Object point labels
Begin

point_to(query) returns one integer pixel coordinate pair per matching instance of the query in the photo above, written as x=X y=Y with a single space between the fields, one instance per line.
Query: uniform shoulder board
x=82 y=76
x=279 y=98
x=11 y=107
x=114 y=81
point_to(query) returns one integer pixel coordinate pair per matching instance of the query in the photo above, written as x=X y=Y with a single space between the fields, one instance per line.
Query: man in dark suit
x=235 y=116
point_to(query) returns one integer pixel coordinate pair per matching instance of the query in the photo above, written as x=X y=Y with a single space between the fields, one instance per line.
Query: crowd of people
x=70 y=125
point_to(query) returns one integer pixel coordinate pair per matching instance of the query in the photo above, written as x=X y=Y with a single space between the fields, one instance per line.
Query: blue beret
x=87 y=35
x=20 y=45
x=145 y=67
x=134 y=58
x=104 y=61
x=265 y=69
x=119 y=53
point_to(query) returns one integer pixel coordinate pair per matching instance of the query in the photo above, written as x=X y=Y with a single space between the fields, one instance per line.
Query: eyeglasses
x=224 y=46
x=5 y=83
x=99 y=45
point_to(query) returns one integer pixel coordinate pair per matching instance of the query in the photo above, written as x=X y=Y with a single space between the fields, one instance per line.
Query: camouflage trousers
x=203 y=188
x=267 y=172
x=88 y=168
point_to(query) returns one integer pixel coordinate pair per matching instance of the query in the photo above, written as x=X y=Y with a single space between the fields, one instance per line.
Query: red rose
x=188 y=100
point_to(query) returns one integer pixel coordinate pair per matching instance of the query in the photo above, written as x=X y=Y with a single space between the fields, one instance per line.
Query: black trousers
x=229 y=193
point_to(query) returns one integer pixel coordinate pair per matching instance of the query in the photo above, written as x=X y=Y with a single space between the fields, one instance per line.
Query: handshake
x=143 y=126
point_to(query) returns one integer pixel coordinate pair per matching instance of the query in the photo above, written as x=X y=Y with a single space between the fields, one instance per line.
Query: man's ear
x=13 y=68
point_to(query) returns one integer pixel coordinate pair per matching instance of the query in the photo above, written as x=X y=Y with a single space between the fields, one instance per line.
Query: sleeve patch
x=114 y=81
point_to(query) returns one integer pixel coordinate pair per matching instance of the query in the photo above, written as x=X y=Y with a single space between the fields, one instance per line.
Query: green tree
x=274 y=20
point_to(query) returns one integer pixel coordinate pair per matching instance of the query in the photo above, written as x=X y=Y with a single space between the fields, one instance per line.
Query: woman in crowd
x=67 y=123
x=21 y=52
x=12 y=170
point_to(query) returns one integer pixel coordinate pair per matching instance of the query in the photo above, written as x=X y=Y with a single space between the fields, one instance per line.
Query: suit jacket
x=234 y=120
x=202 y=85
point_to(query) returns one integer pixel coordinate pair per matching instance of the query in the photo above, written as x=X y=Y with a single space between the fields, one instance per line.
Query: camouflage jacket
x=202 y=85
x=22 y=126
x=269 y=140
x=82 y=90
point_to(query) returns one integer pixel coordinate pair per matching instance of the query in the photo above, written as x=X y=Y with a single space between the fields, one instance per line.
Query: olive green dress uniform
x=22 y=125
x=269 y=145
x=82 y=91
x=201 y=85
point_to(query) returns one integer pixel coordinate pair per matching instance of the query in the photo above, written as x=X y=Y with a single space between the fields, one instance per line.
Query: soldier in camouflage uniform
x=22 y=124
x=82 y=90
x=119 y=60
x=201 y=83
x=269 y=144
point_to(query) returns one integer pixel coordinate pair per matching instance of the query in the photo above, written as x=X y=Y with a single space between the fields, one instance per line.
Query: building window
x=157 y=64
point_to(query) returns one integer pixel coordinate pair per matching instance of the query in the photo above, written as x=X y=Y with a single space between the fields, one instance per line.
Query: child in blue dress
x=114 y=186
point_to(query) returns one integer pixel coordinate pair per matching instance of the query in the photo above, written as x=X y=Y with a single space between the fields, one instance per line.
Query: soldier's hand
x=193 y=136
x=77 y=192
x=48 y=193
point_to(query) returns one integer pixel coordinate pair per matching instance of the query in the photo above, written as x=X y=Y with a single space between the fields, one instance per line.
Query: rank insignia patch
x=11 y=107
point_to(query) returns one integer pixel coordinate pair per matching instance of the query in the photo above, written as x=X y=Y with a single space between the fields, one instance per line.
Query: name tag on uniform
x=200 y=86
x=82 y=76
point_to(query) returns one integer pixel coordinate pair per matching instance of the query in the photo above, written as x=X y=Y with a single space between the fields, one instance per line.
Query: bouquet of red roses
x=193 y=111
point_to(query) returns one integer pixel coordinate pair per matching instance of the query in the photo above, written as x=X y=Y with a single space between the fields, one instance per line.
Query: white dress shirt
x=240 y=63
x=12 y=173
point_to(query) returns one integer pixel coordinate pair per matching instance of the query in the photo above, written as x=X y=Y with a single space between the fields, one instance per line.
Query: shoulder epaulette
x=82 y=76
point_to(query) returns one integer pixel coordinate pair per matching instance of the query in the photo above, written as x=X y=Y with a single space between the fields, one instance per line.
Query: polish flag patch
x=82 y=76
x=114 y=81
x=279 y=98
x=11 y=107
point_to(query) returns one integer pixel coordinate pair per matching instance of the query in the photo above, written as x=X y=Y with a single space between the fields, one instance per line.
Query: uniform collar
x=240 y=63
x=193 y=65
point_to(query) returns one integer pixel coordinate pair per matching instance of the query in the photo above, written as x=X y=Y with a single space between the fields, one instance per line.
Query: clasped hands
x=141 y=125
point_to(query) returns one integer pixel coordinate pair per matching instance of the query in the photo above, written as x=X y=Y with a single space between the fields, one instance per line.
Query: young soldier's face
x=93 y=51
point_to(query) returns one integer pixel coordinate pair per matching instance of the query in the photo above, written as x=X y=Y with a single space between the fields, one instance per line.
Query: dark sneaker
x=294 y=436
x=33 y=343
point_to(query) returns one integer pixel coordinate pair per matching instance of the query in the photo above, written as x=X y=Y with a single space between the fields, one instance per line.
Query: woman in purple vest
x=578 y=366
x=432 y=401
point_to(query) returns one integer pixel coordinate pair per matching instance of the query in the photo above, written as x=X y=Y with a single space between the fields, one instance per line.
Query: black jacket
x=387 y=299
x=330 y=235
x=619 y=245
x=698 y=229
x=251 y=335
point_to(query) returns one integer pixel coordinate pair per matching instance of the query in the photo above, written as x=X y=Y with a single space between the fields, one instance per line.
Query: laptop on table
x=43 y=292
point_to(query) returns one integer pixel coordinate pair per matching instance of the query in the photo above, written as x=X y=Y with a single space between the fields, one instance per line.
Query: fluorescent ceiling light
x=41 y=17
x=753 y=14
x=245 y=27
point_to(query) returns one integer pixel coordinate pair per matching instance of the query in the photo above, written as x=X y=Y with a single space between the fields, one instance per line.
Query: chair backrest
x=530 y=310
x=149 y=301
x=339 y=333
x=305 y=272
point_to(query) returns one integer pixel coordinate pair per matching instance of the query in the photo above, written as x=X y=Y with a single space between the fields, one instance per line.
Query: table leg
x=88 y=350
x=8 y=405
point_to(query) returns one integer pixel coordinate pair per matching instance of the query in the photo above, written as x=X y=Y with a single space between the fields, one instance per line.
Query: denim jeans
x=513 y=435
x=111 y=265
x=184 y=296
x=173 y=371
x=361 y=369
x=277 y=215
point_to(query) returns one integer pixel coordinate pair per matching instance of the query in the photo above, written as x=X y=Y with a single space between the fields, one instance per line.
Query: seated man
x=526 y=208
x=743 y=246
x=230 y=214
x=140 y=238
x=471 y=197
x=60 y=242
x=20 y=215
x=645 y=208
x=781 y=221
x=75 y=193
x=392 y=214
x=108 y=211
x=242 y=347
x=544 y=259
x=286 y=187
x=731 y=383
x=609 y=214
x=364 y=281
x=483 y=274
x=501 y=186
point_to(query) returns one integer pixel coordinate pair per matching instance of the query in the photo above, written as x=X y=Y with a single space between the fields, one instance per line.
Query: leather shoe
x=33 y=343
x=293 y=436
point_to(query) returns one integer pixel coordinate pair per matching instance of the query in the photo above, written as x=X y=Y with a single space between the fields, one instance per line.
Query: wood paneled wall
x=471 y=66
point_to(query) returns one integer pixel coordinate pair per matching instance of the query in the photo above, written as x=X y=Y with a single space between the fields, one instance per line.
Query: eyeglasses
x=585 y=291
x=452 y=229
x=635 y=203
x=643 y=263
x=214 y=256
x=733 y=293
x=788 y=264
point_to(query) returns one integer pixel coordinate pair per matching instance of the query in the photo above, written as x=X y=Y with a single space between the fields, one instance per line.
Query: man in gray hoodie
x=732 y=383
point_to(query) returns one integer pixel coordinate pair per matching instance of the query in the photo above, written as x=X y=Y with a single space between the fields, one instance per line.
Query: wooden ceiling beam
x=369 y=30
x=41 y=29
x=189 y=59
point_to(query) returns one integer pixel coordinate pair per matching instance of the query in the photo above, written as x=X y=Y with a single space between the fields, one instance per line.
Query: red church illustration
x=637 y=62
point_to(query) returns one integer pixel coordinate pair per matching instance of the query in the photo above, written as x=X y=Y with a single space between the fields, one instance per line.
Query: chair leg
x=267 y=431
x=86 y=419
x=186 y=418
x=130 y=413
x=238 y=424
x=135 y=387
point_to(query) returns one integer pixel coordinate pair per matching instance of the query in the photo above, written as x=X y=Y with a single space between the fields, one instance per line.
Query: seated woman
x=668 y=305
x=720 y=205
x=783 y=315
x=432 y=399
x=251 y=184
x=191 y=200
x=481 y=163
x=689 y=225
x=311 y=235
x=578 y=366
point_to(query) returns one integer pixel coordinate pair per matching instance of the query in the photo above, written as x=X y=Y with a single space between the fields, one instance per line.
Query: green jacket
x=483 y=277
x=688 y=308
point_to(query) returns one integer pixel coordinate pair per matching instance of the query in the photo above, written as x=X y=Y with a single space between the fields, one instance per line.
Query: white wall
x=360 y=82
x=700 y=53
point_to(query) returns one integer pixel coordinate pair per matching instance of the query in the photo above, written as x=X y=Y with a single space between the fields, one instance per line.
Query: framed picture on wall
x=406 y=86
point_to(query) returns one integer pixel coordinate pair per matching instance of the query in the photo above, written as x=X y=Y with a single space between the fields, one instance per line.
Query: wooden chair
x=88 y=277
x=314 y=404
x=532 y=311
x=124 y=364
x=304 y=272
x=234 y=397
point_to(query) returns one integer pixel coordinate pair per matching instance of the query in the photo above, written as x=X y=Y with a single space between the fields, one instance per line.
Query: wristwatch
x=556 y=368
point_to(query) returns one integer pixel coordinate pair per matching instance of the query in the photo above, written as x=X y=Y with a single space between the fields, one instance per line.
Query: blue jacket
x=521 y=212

End
Begin

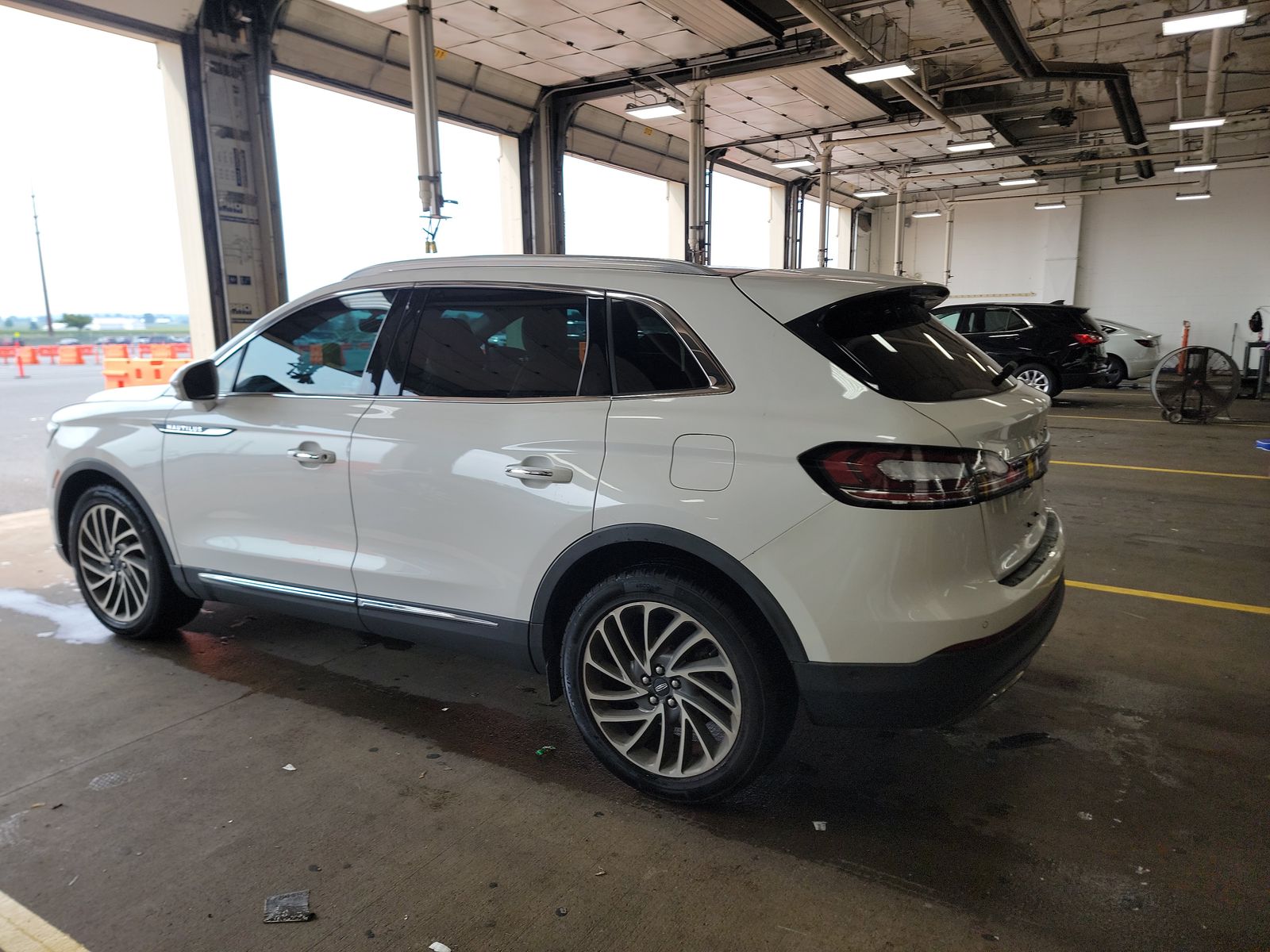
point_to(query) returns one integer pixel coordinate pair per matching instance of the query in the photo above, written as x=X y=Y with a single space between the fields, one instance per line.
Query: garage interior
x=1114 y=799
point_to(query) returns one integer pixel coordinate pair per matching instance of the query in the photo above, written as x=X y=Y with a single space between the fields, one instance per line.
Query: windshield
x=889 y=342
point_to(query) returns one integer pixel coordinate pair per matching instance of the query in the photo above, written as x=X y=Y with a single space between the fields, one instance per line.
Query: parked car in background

End
Begin

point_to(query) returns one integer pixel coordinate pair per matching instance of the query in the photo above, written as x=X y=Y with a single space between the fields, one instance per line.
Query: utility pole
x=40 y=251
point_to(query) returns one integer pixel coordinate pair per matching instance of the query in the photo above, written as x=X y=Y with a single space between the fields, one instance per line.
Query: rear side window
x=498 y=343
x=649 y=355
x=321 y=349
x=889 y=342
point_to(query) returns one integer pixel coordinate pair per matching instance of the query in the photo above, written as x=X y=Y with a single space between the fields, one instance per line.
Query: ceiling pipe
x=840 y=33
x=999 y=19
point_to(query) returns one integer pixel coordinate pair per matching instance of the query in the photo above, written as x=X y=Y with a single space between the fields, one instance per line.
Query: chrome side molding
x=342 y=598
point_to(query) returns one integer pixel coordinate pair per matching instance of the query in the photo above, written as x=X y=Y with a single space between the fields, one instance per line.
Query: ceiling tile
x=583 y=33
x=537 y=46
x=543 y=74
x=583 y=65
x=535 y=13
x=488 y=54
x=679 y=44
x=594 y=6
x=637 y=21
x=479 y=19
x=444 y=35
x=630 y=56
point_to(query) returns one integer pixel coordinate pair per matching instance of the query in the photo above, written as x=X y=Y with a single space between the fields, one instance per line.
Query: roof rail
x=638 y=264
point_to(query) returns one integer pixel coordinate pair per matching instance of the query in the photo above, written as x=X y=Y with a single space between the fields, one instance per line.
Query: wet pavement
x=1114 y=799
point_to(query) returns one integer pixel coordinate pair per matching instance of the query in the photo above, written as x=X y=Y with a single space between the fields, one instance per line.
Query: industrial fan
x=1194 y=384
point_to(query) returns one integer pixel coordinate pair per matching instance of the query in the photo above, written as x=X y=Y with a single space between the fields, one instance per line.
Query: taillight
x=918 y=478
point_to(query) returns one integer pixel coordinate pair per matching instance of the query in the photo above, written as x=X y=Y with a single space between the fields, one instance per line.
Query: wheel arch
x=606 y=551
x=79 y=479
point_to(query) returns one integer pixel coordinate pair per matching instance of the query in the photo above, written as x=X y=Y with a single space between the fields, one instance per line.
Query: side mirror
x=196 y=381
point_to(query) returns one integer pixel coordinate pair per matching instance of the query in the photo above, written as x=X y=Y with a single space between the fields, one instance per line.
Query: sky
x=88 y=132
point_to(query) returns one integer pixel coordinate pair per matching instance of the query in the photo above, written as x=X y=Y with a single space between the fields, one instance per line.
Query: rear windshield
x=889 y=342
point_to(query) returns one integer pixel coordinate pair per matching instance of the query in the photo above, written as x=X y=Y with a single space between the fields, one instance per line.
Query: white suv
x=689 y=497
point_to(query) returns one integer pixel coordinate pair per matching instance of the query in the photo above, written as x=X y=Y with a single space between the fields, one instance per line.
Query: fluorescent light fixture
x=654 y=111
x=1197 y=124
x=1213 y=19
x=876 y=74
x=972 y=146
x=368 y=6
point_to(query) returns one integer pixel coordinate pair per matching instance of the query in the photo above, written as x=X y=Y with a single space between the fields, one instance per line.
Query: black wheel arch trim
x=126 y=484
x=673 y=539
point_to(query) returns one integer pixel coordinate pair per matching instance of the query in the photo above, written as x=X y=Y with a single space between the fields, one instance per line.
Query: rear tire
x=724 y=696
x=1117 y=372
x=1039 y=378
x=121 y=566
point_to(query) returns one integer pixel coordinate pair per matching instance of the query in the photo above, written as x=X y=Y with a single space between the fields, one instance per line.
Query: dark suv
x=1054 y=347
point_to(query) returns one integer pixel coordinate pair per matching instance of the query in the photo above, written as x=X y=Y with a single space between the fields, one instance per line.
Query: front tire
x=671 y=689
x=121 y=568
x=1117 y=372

End

■ Objective ■
Locate every line in the entries above that contains the word "soldier", and copy each such line in full.

■ Answer ■
Query: soldier in camouflage uniform
Query: soldier's hand
Query: young soldier's face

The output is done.